■ **Work to be completed**
Reproduce every row below word for word, without changing anything.

■ **Entries**
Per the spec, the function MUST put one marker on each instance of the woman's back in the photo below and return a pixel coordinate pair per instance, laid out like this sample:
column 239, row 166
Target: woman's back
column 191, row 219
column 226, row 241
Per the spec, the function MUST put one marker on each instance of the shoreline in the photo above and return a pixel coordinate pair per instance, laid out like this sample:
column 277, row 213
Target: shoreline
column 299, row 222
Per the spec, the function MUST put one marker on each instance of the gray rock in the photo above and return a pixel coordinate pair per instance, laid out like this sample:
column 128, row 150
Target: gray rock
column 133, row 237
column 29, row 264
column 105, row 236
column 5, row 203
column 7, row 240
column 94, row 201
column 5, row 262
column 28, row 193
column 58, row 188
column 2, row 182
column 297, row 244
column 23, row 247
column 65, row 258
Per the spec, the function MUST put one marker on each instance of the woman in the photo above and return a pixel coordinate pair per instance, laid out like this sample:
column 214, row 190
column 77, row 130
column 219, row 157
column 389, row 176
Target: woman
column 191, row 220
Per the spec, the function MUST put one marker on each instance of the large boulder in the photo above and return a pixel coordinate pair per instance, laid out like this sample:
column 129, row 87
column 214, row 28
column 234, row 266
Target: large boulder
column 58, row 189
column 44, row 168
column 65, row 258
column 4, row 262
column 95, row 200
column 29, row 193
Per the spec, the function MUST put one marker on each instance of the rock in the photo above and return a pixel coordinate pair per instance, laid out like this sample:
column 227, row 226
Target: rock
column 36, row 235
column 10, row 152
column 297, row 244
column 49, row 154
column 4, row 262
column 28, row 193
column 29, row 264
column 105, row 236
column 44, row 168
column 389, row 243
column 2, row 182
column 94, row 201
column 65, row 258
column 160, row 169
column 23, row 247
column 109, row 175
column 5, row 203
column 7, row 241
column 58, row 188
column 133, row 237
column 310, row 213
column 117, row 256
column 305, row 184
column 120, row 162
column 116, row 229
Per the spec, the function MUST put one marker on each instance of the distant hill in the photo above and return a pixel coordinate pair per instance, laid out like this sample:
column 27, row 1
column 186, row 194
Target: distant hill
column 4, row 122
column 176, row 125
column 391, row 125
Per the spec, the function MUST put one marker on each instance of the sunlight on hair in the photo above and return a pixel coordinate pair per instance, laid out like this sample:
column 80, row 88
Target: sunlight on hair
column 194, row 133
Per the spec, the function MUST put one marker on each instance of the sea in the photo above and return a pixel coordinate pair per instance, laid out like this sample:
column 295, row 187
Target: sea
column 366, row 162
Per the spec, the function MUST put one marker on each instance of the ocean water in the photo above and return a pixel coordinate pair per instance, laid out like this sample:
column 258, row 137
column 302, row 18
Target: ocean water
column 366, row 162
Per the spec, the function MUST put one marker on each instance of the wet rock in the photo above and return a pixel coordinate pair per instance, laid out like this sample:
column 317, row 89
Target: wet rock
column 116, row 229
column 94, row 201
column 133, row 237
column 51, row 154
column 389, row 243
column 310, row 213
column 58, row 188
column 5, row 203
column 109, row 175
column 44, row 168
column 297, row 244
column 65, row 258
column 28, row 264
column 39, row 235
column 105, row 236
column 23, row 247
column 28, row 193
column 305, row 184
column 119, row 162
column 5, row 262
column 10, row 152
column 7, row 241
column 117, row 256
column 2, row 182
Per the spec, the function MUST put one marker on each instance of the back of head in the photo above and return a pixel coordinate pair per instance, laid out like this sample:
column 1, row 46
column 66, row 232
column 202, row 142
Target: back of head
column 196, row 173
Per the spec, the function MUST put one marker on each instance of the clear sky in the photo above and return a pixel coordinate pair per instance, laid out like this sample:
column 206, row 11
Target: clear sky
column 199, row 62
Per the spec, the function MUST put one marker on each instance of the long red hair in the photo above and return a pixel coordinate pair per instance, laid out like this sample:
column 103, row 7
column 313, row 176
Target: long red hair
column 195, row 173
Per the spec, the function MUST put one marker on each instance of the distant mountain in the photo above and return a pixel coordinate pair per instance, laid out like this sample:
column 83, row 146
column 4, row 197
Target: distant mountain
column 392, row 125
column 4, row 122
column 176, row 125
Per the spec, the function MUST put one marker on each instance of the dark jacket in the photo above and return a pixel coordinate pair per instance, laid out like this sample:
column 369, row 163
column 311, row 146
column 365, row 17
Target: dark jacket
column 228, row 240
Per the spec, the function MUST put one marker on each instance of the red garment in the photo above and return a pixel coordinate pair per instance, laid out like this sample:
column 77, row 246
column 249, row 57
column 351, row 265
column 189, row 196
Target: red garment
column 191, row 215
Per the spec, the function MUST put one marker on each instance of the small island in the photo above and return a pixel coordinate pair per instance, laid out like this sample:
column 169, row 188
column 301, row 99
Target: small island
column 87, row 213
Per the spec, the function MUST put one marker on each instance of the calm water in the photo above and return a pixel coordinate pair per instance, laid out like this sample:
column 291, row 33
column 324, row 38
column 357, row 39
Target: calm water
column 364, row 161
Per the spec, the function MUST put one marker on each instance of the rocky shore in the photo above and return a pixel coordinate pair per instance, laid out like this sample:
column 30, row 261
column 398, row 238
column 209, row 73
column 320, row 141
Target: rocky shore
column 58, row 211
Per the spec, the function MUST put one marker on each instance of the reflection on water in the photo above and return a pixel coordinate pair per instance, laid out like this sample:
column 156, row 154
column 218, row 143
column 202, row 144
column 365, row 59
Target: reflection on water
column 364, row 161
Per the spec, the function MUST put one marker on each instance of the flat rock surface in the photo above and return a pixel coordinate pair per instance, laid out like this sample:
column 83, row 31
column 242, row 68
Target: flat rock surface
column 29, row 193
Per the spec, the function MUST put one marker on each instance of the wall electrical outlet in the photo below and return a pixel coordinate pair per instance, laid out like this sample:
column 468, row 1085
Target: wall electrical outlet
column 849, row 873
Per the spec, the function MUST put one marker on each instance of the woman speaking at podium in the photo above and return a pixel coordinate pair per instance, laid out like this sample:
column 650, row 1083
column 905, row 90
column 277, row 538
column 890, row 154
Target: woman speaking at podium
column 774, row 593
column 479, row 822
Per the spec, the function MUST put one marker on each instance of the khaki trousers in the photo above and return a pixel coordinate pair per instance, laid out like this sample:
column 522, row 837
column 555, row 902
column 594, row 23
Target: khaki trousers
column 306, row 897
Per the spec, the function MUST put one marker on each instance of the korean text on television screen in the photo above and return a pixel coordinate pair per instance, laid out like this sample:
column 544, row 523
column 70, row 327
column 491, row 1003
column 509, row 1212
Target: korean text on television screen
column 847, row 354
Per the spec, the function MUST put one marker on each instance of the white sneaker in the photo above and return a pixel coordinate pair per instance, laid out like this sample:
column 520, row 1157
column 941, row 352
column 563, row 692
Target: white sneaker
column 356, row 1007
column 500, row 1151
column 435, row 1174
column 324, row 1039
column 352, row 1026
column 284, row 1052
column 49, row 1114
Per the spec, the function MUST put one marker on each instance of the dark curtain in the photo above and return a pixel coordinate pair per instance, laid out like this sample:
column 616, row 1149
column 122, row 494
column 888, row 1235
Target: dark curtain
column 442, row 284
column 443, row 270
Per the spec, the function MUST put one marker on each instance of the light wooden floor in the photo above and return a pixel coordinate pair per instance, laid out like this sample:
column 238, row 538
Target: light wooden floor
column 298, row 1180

■ **Finished task**
Per the spec, the function MUST put one marker on each instance of the woman's back in the photo below and return a pixel coordinate pair per instance, laid out like this sample:
column 239, row 166
Target: woman's back
column 191, row 219
column 226, row 241
Per the spec, the function MUST put one marker on each instance of the shoreline in the photo above and return a pixel coordinate pair per instance, laid out like this sample:
column 277, row 213
Target: shoreline
column 299, row 222
Per the spec, the function MUST put one marker on each instance of the gray rock in the photo above and return a pixel coordinate pair per instance, laid out like this sample:
column 128, row 150
Target: gray rock
column 133, row 237
column 29, row 264
column 105, row 236
column 5, row 203
column 7, row 240
column 94, row 201
column 5, row 262
column 28, row 193
column 58, row 188
column 2, row 182
column 297, row 244
column 23, row 247
column 65, row 258
Per the spec, the function MUST put one marker on each instance of the woman in the photo above and return a pixel coordinate pair per instance, laid out like this sample:
column 214, row 190
column 77, row 130
column 219, row 157
column 389, row 176
Target: woman
column 191, row 220
Per the spec, the function MUST put one marker on each instance of the large boulder in the photo above and return a pixel coordinate pair per instance, laid out like this sample:
column 129, row 87
column 214, row 28
column 234, row 266
Target: large boulder
column 58, row 189
column 44, row 168
column 65, row 258
column 4, row 262
column 95, row 200
column 29, row 193
Per the spec, the function MUST put one marker on each instance of the rock in the photo above and return a pixel coordinate pair per instance, laid out like this sample:
column 227, row 226
Target: rock
column 36, row 235
column 10, row 152
column 297, row 244
column 49, row 154
column 4, row 262
column 28, row 193
column 29, row 264
column 105, row 236
column 44, row 168
column 389, row 243
column 2, row 182
column 94, row 201
column 65, row 258
column 160, row 169
column 23, row 247
column 109, row 175
column 5, row 203
column 7, row 241
column 58, row 188
column 133, row 237
column 310, row 213
column 117, row 256
column 305, row 184
column 120, row 162
column 116, row 229
Per the spec, the function MUST put one marker on each instance of the distant hill in the photo above and return a pixel coordinate pair per instance, laid out like this sample:
column 27, row 1
column 186, row 194
Target: distant hill
column 4, row 122
column 176, row 125
column 391, row 125
Per the spec, the function MUST put one marker on each instance of the sunlight on hair in the photo above and return a pixel coordinate pair per instance, laid out like this sample:
column 80, row 88
Target: sunlight on hair
column 194, row 133
Per the spec, the function MUST put one marker on each instance of the sea in the photo above and return a pixel coordinate pair per instance, laid out like this sample:
column 295, row 187
Target: sea
column 366, row 162
Per the spec, the function MUST put one marker on each instance of the ocean water in the photo above and return a pixel coordinate pair per instance, laid out like this sample:
column 258, row 137
column 302, row 18
Target: ocean water
column 366, row 162
Per the spec, the function MUST put one marker on each instance of the wet rock in the photo above and return a pixel coordinate pair per instance, laid out like this sample:
column 317, row 89
Target: wet rock
column 116, row 229
column 94, row 201
column 133, row 237
column 51, row 154
column 389, row 243
column 310, row 213
column 58, row 188
column 5, row 203
column 109, row 175
column 44, row 168
column 297, row 244
column 65, row 258
column 28, row 264
column 39, row 235
column 105, row 236
column 23, row 247
column 28, row 193
column 305, row 184
column 119, row 162
column 5, row 262
column 10, row 152
column 7, row 241
column 117, row 256
column 2, row 182
Per the spec, the function MUST put one marker on each instance of the back of head in the photo above and return a pixel coordinate pair per instance, laid out like this sample:
column 1, row 46
column 66, row 232
column 202, row 142
Target: back of head
column 196, row 173
Per the spec, the function MUST put one marker on each instance of the clear sky in the photo above and return a pixel coordinate pair per instance, laid out like this sample:
column 206, row 11
Target: clear sky
column 199, row 62
Per the spec, the function MUST put one marker on each instance of the long red hair in the photo above and return a pixel coordinate pair per instance, laid out like this sample:
column 103, row 7
column 313, row 176
Target: long red hair
column 195, row 173
Per the spec, the function MUST put one marker on each instance of the distant mountain in the photo above and return a pixel coordinate pair per instance, laid out like this sample:
column 83, row 146
column 4, row 197
Target: distant mountain
column 392, row 125
column 4, row 122
column 176, row 125
Per the spec, the function MUST put one marker on each instance of the dark jacket in the photo above and return a pixel coordinate pair per instance, laid out like this sample:
column 369, row 163
column 311, row 146
column 365, row 17
Target: dark jacket
column 228, row 240
Per the spec, the function MUST put one marker on each instance of the red garment in the photo above and return a pixel coordinate pair per instance, laid out like this sample:
column 77, row 246
column 249, row 57
column 351, row 265
column 189, row 196
Target: red garment
column 191, row 215
Per the spec, the function MUST put one marker on each instance of the small island in the photo above and return a pixel coordinate pair per instance, laid out like this sample:
column 169, row 188
column 301, row 99
Target: small island
column 87, row 213
Per the spec, the function MUST put one marker on each instance of the calm water in the photo above and return a pixel coordinate pair per instance, laid out like this sample:
column 291, row 33
column 324, row 38
column 357, row 39
Target: calm water
column 364, row 161
Per the spec, the function MUST put one marker on each instance of the rocky shore in the photo above and return a pixel coordinate pair per instance, laid out like this sample:
column 30, row 261
column 398, row 238
column 209, row 73
column 320, row 141
Target: rocky shore
column 58, row 211
Per the spec, the function MUST put one marker on each instance of the reflection on water in the photo above and return a pixel coordinate pair per instance, laid out like this sample:
column 156, row 154
column 218, row 143
column 202, row 144
column 365, row 59
Target: reflection on water
column 364, row 161
Per the spec, the function MUST put one marker on each instance of the flat rock surface in the photo above and return a pixel coordinate pair per instance, laid out like this sample:
column 83, row 31
column 242, row 68
Target: flat rock surface
column 29, row 193
Per the spec, the function MUST put one marker on each instance of the wall electrical outlet in the photo below and return a pixel coordinate pair per instance, laid out like this sample:
column 468, row 1085
Target: wall electrical outlet
column 849, row 873
Per the spec, the function MUST put one marker on each instance of the woman speaking at podium in the photo above and return a pixel coordinate pair per instance, laid out like this sample:
column 650, row 1083
column 905, row 90
column 277, row 538
column 890, row 154
Target: woman speaking at podium
column 774, row 593
column 479, row 822
Per the spec, the function MUST put one marker on each instance of the khaki trousers in the photo above and return a pixel coordinate pair per instance, laid out like this sample:
column 522, row 837
column 555, row 902
column 594, row 23
Target: khaki trousers
column 306, row 897
Per the spec, the function MUST put one marker on each instance of the korean text on television screen in the photo above and return a pixel coordinate pair per instance, laid out like this sample:
column 544, row 523
column 70, row 327
column 491, row 1003
column 509, row 1212
Target: korean text on television screen
column 847, row 354
Per the spec, the function MUST put one marker on each instance of the white sneaker in the photo above and return a pixel coordinate pair per instance, laid out like this sample:
column 520, row 1157
column 941, row 352
column 563, row 692
Target: white sneaker
column 356, row 1007
column 500, row 1151
column 435, row 1174
column 324, row 1039
column 352, row 1026
column 284, row 1052
column 49, row 1114
Per the spec, the function MUST put one marker on each instance of the dark curtain in the photo above and return a pixel coordinate pair per instance, laid out like this sample:
column 616, row 1149
column 122, row 494
column 888, row 1235
Target: dark curtain
column 442, row 284
column 443, row 270
Per the spec, the function MUST put one marker on each instance of the light wooden floor in the photo above and return a pixel coordinate pair per instance, laid out like this sample:
column 238, row 538
Target: light wooden floor
column 298, row 1180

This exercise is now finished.